§ What to work on
Look through the listing below and report the lines that have the word "site" in them.

§ Dataset
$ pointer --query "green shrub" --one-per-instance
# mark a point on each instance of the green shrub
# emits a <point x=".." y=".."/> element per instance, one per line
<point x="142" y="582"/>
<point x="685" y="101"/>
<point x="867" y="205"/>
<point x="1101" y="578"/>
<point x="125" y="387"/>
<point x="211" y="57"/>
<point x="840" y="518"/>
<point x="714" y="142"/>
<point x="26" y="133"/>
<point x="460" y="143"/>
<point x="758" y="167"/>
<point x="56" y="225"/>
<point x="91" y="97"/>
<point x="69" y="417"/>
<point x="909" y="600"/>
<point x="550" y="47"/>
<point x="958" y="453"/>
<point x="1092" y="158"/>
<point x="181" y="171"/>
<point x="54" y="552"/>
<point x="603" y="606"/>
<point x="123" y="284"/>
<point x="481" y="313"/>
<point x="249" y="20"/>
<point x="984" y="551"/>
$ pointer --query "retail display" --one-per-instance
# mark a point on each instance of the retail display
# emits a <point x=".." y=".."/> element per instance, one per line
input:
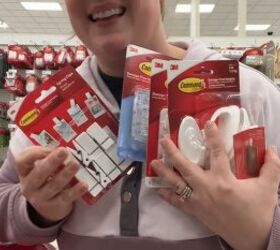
<point x="135" y="103"/>
<point x="65" y="111"/>
<point x="29" y="67"/>
<point x="186" y="94"/>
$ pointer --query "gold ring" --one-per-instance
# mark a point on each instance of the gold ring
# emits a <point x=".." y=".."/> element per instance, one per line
<point x="185" y="193"/>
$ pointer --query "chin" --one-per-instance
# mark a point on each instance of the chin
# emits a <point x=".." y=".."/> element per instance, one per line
<point x="111" y="44"/>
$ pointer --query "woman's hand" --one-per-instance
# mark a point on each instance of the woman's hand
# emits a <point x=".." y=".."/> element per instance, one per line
<point x="240" y="211"/>
<point x="45" y="182"/>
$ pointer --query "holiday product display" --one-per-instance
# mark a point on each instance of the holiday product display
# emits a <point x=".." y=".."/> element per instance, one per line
<point x="186" y="94"/>
<point x="20" y="56"/>
<point x="135" y="103"/>
<point x="3" y="66"/>
<point x="65" y="111"/>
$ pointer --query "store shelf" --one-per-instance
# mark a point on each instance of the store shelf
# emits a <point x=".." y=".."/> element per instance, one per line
<point x="4" y="95"/>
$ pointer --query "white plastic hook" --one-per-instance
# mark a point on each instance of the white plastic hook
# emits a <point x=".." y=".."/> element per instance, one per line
<point x="190" y="141"/>
<point x="229" y="124"/>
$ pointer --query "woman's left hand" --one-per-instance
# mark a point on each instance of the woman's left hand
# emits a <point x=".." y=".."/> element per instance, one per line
<point x="240" y="211"/>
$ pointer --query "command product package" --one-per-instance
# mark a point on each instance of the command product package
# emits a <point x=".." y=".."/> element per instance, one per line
<point x="66" y="111"/>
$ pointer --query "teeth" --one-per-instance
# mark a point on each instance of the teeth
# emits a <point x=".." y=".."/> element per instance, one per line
<point x="106" y="14"/>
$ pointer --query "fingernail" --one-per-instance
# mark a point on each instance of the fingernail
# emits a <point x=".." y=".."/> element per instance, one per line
<point x="47" y="150"/>
<point x="209" y="124"/>
<point x="274" y="149"/>
<point x="164" y="141"/>
<point x="154" y="164"/>
<point x="62" y="154"/>
<point x="85" y="187"/>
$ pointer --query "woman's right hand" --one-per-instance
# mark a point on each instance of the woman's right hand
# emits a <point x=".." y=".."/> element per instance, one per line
<point x="45" y="183"/>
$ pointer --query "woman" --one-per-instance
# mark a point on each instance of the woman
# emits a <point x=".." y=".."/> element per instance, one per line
<point x="216" y="205"/>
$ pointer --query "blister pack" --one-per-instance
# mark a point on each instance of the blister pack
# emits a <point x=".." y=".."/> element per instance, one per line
<point x="135" y="103"/>
<point x="203" y="91"/>
<point x="65" y="111"/>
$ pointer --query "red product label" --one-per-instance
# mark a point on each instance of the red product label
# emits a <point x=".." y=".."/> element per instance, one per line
<point x="158" y="102"/>
<point x="138" y="69"/>
<point x="199" y="90"/>
<point x="249" y="151"/>
<point x="65" y="111"/>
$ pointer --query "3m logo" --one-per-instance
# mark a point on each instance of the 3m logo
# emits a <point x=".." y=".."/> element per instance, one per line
<point x="191" y="85"/>
<point x="146" y="68"/>
<point x="30" y="117"/>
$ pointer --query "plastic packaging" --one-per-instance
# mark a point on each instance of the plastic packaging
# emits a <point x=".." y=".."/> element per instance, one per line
<point x="135" y="103"/>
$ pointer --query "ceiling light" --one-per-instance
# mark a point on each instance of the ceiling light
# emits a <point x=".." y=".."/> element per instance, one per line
<point x="255" y="27"/>
<point x="3" y="25"/>
<point x="47" y="6"/>
<point x="186" y="8"/>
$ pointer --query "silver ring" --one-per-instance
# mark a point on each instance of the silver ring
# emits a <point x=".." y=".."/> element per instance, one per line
<point x="185" y="193"/>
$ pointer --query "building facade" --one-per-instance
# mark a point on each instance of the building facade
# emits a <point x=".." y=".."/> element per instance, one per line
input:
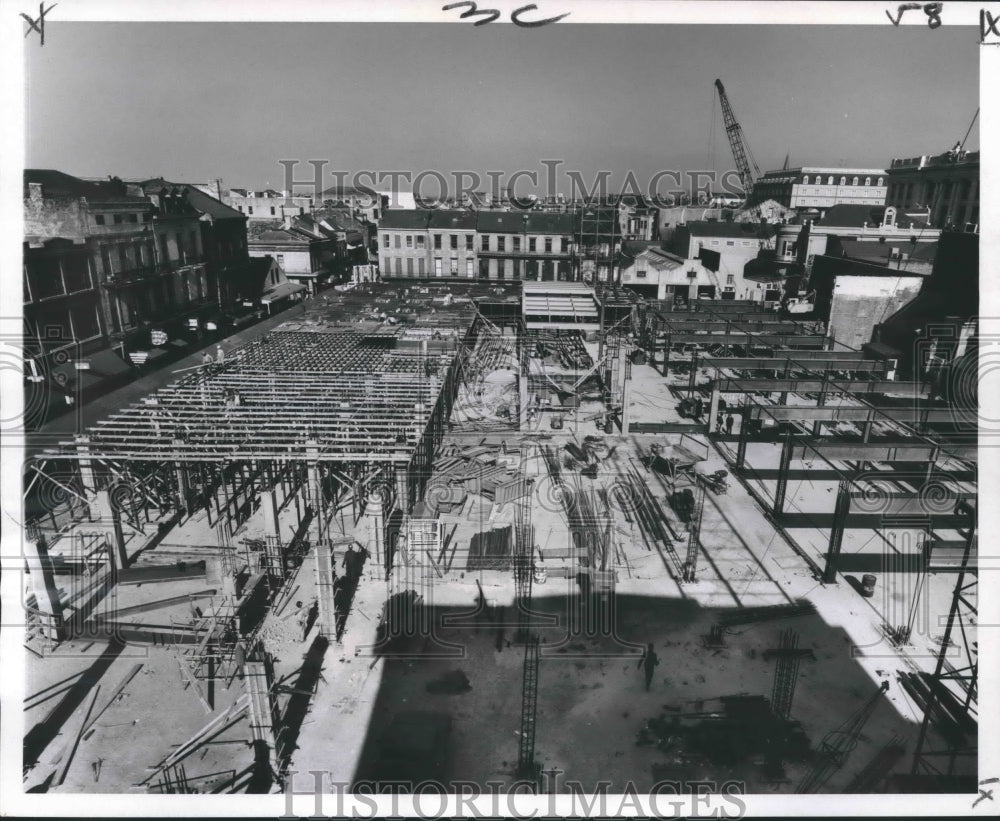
<point x="525" y="245"/>
<point x="724" y="248"/>
<point x="822" y="188"/>
<point x="106" y="266"/>
<point x="946" y="185"/>
<point x="847" y="227"/>
<point x="417" y="243"/>
<point x="267" y="205"/>
<point x="658" y="274"/>
<point x="304" y="253"/>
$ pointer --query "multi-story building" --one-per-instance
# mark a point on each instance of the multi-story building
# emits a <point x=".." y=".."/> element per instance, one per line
<point x="304" y="252"/>
<point x="223" y="238"/>
<point x="525" y="245"/>
<point x="724" y="248"/>
<point x="658" y="274"/>
<point x="419" y="243"/>
<point x="946" y="185"/>
<point x="105" y="265"/>
<point x="363" y="203"/>
<point x="860" y="229"/>
<point x="822" y="188"/>
<point x="267" y="204"/>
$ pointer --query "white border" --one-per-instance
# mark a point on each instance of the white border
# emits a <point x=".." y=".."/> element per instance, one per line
<point x="12" y="44"/>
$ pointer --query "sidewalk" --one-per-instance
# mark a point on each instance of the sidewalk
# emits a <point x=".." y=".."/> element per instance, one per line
<point x="64" y="427"/>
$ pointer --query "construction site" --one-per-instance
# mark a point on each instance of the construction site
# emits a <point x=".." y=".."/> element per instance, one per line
<point x="431" y="533"/>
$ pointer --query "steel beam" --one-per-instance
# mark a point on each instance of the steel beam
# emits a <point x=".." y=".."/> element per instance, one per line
<point x="816" y="341"/>
<point x="882" y="451"/>
<point x="914" y="390"/>
<point x="855" y="413"/>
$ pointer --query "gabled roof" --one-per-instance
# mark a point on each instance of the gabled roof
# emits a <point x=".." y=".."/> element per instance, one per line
<point x="336" y="191"/>
<point x="519" y="222"/>
<point x="882" y="251"/>
<point x="56" y="184"/>
<point x="731" y="230"/>
<point x="414" y="219"/>
<point x="282" y="235"/>
<point x="204" y="203"/>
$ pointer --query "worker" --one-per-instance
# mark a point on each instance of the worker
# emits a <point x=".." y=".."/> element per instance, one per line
<point x="648" y="662"/>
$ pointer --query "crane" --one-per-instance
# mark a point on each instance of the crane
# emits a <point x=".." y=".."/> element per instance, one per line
<point x="746" y="165"/>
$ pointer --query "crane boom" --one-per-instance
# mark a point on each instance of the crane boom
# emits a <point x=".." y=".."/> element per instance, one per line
<point x="746" y="165"/>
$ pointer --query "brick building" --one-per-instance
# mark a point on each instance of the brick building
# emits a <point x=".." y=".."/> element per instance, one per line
<point x="420" y="243"/>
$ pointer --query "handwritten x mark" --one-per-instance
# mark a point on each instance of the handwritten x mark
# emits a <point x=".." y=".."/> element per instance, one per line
<point x="38" y="24"/>
<point x="985" y="793"/>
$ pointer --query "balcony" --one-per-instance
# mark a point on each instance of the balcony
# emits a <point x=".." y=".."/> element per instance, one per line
<point x="523" y="254"/>
<point x="122" y="279"/>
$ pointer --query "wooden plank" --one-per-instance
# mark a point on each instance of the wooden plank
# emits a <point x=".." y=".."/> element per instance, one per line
<point x="114" y="694"/>
<point x="67" y="758"/>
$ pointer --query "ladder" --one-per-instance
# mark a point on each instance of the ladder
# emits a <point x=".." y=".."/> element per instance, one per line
<point x="526" y="766"/>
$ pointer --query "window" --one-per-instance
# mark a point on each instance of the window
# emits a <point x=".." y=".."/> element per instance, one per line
<point x="45" y="278"/>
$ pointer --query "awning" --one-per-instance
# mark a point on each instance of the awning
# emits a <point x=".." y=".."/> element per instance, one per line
<point x="285" y="289"/>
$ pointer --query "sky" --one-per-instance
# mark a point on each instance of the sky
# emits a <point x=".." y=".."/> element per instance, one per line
<point x="197" y="102"/>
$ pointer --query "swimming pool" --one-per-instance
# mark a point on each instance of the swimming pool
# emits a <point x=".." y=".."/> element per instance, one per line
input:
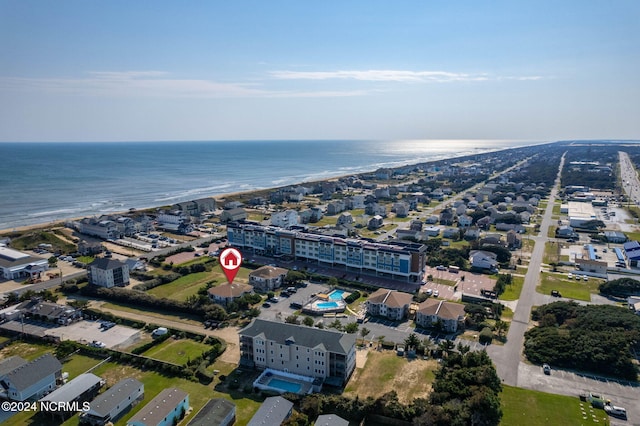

§ Written reply
$ pointer --query "construction site" --one-per-instance
# mark a point on each instance of the construction site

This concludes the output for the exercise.